Records for the task:
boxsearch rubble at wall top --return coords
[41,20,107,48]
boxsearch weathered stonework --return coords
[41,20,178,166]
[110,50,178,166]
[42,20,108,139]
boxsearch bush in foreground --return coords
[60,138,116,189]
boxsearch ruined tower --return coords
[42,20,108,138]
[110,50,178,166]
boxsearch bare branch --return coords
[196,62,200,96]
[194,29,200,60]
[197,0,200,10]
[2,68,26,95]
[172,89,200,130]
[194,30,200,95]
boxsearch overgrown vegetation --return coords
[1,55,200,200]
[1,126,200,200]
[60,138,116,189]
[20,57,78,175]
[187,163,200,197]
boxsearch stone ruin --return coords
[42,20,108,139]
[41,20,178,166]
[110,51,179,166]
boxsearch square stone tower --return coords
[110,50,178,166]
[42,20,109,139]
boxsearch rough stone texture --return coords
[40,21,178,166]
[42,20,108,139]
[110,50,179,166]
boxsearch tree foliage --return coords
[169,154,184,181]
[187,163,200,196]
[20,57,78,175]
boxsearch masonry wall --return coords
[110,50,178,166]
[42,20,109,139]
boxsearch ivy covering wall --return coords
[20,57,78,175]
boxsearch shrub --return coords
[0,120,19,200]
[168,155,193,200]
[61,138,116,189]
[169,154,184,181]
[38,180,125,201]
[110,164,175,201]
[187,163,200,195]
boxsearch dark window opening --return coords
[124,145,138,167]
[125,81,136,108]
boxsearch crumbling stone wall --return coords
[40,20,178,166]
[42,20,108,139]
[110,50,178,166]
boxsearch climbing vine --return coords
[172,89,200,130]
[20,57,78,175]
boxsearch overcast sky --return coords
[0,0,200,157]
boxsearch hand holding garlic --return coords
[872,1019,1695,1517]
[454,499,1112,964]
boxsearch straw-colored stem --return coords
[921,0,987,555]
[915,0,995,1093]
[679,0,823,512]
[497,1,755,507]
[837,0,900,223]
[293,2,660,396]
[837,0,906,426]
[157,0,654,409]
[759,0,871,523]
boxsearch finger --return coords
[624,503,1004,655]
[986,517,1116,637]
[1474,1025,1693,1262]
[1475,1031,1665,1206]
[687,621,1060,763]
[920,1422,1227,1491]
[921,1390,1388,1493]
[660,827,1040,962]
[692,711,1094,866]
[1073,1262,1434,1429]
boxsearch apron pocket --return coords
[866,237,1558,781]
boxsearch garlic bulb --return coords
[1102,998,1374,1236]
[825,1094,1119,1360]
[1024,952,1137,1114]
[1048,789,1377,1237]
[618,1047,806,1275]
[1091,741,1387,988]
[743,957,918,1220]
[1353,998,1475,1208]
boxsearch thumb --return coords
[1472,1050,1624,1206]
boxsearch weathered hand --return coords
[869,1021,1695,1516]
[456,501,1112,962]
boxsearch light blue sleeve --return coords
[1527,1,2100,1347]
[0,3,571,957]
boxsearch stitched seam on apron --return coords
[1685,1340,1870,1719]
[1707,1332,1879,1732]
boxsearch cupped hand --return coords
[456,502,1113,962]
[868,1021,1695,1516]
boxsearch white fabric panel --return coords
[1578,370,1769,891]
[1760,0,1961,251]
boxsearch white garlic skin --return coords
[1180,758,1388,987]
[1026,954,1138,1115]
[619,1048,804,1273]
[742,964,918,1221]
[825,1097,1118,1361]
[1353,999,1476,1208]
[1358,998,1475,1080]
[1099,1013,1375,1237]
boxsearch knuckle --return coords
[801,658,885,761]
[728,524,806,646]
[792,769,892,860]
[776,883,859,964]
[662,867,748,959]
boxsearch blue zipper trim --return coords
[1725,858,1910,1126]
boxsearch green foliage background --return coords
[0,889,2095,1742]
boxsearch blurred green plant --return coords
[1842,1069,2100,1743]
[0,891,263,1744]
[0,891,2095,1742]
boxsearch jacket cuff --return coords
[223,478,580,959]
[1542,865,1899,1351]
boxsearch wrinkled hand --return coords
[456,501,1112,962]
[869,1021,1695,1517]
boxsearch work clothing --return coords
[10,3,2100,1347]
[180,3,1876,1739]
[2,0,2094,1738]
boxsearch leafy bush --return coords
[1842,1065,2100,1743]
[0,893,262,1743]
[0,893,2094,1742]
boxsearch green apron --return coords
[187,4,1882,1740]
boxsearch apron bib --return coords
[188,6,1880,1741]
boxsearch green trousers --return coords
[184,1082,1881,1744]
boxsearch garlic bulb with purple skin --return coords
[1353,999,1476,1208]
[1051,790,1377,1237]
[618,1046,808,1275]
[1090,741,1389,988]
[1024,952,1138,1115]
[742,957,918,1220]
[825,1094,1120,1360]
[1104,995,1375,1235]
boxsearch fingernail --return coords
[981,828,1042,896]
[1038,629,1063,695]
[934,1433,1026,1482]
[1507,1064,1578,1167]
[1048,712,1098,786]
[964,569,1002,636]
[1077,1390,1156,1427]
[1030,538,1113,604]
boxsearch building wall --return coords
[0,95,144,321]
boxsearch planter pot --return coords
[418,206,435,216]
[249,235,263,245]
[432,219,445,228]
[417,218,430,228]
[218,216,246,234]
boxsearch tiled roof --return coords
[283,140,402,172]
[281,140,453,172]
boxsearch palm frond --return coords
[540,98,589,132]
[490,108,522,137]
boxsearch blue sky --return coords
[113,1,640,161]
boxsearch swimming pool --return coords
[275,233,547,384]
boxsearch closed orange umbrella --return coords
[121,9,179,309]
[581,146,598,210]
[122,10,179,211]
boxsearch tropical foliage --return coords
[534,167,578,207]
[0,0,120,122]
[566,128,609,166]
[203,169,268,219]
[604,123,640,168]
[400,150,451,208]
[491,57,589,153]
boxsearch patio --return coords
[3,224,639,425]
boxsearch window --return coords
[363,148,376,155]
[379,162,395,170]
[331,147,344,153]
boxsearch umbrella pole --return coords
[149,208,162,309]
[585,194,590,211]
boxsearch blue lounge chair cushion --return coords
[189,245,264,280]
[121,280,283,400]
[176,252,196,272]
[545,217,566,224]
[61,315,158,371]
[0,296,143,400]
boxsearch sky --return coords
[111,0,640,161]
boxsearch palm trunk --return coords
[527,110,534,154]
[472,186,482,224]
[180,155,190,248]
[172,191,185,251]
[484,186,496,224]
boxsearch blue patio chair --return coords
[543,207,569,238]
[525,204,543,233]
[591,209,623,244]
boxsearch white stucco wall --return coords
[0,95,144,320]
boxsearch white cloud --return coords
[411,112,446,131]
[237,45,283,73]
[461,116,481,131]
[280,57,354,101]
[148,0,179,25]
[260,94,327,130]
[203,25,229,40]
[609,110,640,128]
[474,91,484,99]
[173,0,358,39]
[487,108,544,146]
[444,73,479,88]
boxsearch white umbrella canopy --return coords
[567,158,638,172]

To do: What you return must match the records exactly, down to the last line.

Written solution:
boxsearch rubble at wall top --return coords
[41,20,107,48]
boxsearch weathered stonework --return coords
[41,20,178,166]
[110,50,178,166]
[42,20,108,139]
boxsearch bush in foreground --return coords
[60,138,116,189]
boxsearch ruined tower --return coords
[42,20,108,138]
[110,50,178,166]
boxsearch bare branch --return coords
[196,62,200,96]
[194,29,200,60]
[197,0,200,10]
[2,68,26,95]
[172,89,200,130]
[194,30,200,95]
boxsearch overgrown vegetation --return coords
[1,55,200,200]
[1,126,200,200]
[60,138,116,189]
[20,57,78,175]
[187,163,200,197]
boxsearch stone ruin --return coords
[42,20,108,139]
[41,20,178,166]
[110,51,179,166]
boxsearch square stone tower --return coords
[110,50,178,166]
[42,20,109,139]
boxsearch rough stone texture --return coords
[40,21,178,166]
[42,20,108,139]
[110,50,179,166]
boxsearch tree foliage --return coords
[169,154,184,181]
[187,163,200,196]
[20,57,78,175]
boxsearch masonry wall --return coords
[110,50,178,166]
[42,20,109,139]
boxsearch ivy covering wall --return coords
[20,57,78,175]
boxsearch shrub --return coords
[0,120,19,200]
[168,155,193,200]
[61,138,116,189]
[169,154,184,181]
[38,180,125,201]
[110,164,175,201]
[187,163,200,195]
boxsearch dark window opening --return coords
[124,145,138,167]
[125,81,136,108]
boxsearch crumbling stone wall --return coords
[40,20,178,166]
[42,20,108,139]
[110,50,178,166]
boxsearch climbing vine --return coords
[172,89,200,130]
[20,57,78,175]
boxsearch overcast sky --return coords
[0,0,200,157]
boxsearch hand holding garlic --return coords
[872,1019,1695,1517]
[454,499,1112,964]
boxsearch straw-colored stem --return coords
[921,0,987,555]
[915,0,995,1093]
[679,0,823,512]
[497,1,755,507]
[837,0,900,223]
[293,2,660,396]
[837,0,906,426]
[157,0,654,409]
[759,0,871,523]
boxsearch finger --return coords
[624,503,1004,655]
[986,517,1116,637]
[1474,1025,1693,1262]
[1475,1031,1665,1206]
[687,621,1060,763]
[920,1422,1227,1491]
[921,1390,1388,1493]
[660,827,1040,962]
[692,711,1094,866]
[1073,1262,1434,1429]
boxsearch apron pocket --return coords
[866,237,1558,781]
boxsearch garlic bulb --return coords
[1102,998,1374,1236]
[825,1094,1119,1360]
[1024,952,1137,1114]
[1048,789,1377,1237]
[618,1047,806,1275]
[1091,741,1387,988]
[743,957,918,1220]
[1353,998,1475,1208]
boxsearch thumb --return coords
[1472,1050,1624,1206]
boxsearch weathered hand --return coords
[869,1021,1695,1516]
[456,501,1112,962]
boxsearch light blue sleeve --return coords
[1527,1,2100,1347]
[0,3,571,957]
boxsearch stitched seam on apron --return coords
[1685,1340,1870,1719]
[1707,1332,1879,1732]
boxsearch cupped hand --return coords
[456,502,1113,962]
[868,1021,1695,1516]
boxsearch white fabric panel --return coords
[1578,370,1769,891]
[1760,0,1961,251]
boxsearch white garlic skin --return coords
[1180,758,1388,987]
[1026,954,1138,1115]
[619,1048,804,1273]
[742,964,918,1221]
[825,1097,1118,1361]
[1353,999,1476,1208]
[1358,998,1475,1080]
[1099,1013,1375,1237]
boxsearch knuckle --return coords
[801,658,885,761]
[728,524,806,646]
[792,769,892,860]
[776,883,859,964]
[662,867,748,959]
boxsearch blue zipper trim --return coords
[1725,858,1910,1126]
boxsearch green foliage background --return coords
[0,889,2095,1742]
boxsearch blurred green plant --return coords
[1842,1069,2100,1743]
[0,891,263,1744]
[0,891,2095,1742]
boxsearch jacket cuff --return coords
[223,478,580,959]
[1542,865,1899,1351]
boxsearch wrinkled hand --return coords
[456,501,1112,962]
[869,1021,1695,1517]
boxsearch work clothing --return coords
[10,3,2100,1347]
[180,3,1876,1739]
[2,0,2094,1738]
boxsearch leafy bush --return coords
[1842,1065,2100,1743]
[0,893,262,1743]
[0,893,2094,1742]
boxsearch green apron --return coords
[187,4,1882,1740]
boxsearch apron bib --return coords
[188,6,1880,1741]
boxsearch green trousers --return coords
[184,1082,1881,1744]
boxsearch garlic bulb with purple skin --return coords
[1353,999,1476,1208]
[1051,790,1377,1237]
[618,1046,808,1275]
[1090,741,1389,988]
[1024,952,1138,1115]
[742,957,918,1220]
[825,1094,1120,1360]
[1104,995,1375,1235]
boxsearch fingernail --return coords
[981,828,1042,896]
[1038,629,1063,695]
[934,1433,1026,1482]
[1507,1064,1578,1167]
[1048,712,1098,786]
[964,569,1002,636]
[1077,1390,1156,1427]
[1030,538,1113,604]
boxsearch building wall --return coords
[0,95,144,321]
boxsearch planter pot --return coords
[418,206,435,216]
[249,235,263,245]
[432,219,445,228]
[417,218,430,228]
[218,216,246,234]
boxsearch tiled roof --return coords
[283,140,402,172]
[281,140,453,172]
boxsearch palm frond --return coords
[540,98,589,132]
[490,108,522,137]
boxsearch blue sky --return coords
[113,1,640,161]
boxsearch swimming pool --return coords
[275,233,547,384]
boxsearch closed orange umbrella --return coords
[121,9,179,309]
[581,146,598,210]
[122,10,179,211]
boxsearch tropical foliage --return coords
[534,167,578,207]
[0,0,120,122]
[566,128,609,166]
[203,169,268,219]
[604,123,640,168]
[400,150,451,208]
[491,57,589,153]
boxsearch patio --return coords
[3,224,639,425]
boxsearch window --return coords
[363,148,376,155]
[379,162,395,170]
[331,147,344,153]
boxsearch umbrella pole --return coords
[149,208,162,309]
[585,194,590,211]
boxsearch blue lounge chair cushion --return coords
[189,245,264,280]
[121,280,283,400]
[176,252,196,272]
[545,217,566,224]
[61,315,158,371]
[0,296,143,400]
boxsearch sky --return coords
[111,0,640,161]
boxsearch palm trunk --return coords
[527,110,534,154]
[472,186,482,224]
[180,155,190,248]
[172,191,185,251]
[484,186,496,224]
boxsearch blue patio chair --return coords
[543,207,569,238]
[525,204,543,233]
[591,209,623,244]
boxsearch white stucco wall --return coords
[0,95,144,320]
boxsearch white cloud --return coords
[411,112,446,131]
[237,45,283,73]
[461,116,481,131]
[280,57,354,101]
[148,0,179,25]
[260,94,327,130]
[203,25,229,40]
[609,110,640,128]
[474,91,484,99]
[173,0,358,39]
[487,108,544,146]
[444,73,479,88]
boxsearch white umbrella canopy --return coords
[567,158,638,172]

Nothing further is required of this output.